• _Stated task_
Copy each entry as it stands, leaving nothing out.

• _Data extract_
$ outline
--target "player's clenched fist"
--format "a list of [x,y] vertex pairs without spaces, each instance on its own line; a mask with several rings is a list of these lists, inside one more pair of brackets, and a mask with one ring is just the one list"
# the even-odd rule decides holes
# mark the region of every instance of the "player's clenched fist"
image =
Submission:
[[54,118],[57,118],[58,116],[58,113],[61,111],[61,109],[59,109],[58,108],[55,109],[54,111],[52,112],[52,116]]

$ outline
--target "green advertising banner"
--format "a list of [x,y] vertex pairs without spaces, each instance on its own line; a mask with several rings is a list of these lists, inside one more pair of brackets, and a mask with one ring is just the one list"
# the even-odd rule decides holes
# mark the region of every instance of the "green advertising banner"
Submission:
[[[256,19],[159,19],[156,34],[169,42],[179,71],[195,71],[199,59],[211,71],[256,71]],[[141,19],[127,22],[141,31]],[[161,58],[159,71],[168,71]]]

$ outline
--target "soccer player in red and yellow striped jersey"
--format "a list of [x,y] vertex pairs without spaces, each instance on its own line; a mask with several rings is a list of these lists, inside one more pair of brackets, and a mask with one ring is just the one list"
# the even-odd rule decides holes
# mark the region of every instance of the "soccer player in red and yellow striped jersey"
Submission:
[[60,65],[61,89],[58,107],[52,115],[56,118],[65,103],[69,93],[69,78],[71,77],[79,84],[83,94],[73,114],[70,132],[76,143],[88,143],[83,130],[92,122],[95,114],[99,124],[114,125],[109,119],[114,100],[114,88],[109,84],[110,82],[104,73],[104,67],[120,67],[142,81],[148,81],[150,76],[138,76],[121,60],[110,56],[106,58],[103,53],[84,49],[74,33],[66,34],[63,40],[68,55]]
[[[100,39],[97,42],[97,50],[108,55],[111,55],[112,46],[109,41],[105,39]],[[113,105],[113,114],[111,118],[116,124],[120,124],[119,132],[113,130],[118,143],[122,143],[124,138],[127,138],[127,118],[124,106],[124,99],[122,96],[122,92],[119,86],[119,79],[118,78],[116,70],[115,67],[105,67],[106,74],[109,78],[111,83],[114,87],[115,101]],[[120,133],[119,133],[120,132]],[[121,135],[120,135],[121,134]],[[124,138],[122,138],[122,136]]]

• _Result of the exercise_
$ outline
--target "player's clenched fist"
--format "a list of [x,y] vertex pairs without spaces, each instance on its own line; a mask with several rings is a list of these lists, inside one more pair of brackets, and a mask with one ring is just the one list"
# the even-odd rule decides holes
# mark the region of every instance of the "player's clenched fist"
image =
Submission:
[[54,118],[57,118],[58,116],[58,113],[61,111],[61,109],[59,109],[58,108],[55,109],[54,111],[52,112],[52,116]]

$ outline
--target "green advertising banner"
--format "a list of [x,y] vertex pairs without spaces, each instance on its own line; a mask with several rings is a list of these lists, inside one more pair of brackets, and a mask with one ring is just the one list"
# the even-odd rule decides holes
# mark the region of every instance of the "green advertising banner"
Submission:
[[[256,19],[159,19],[156,34],[169,42],[179,71],[195,71],[199,59],[211,71],[256,71]],[[141,19],[127,22],[141,31]],[[161,58],[159,71],[168,71]]]

$ outline
--target "soccer player in red and yellow striped jersey"
--format "a list of [x,y] vertex pairs without spaces, each instance on its own line; a mask with several rings is a list of these lists, inside one more pair of brackets, and a mask with one ring is just the one list"
# the even-odd rule decides holes
# mark the region of every instance of the "soccer player in red and yellow striped jersey"
Submission:
[[60,65],[61,89],[58,107],[52,115],[56,118],[65,103],[69,93],[69,78],[71,77],[79,84],[83,94],[73,114],[70,132],[76,143],[88,143],[83,130],[92,122],[95,114],[99,124],[114,125],[109,119],[114,100],[114,88],[109,84],[110,82],[104,73],[104,67],[120,67],[142,81],[148,81],[150,76],[138,76],[121,60],[110,56],[106,58],[103,53],[84,49],[74,33],[66,34],[63,40],[68,55]]
[[[100,39],[97,42],[97,50],[108,55],[111,55],[112,46],[109,41],[105,39]],[[113,105],[113,114],[111,118],[116,124],[120,124],[119,132],[113,130],[118,143],[122,143],[124,138],[127,138],[127,118],[124,106],[124,99],[122,96],[122,92],[119,86],[119,79],[118,78],[116,70],[115,67],[105,67],[106,74],[109,78],[111,83],[114,87],[115,101]],[[120,133],[119,133],[120,132]],[[121,135],[120,135],[121,134]],[[124,138],[122,138],[122,136]]]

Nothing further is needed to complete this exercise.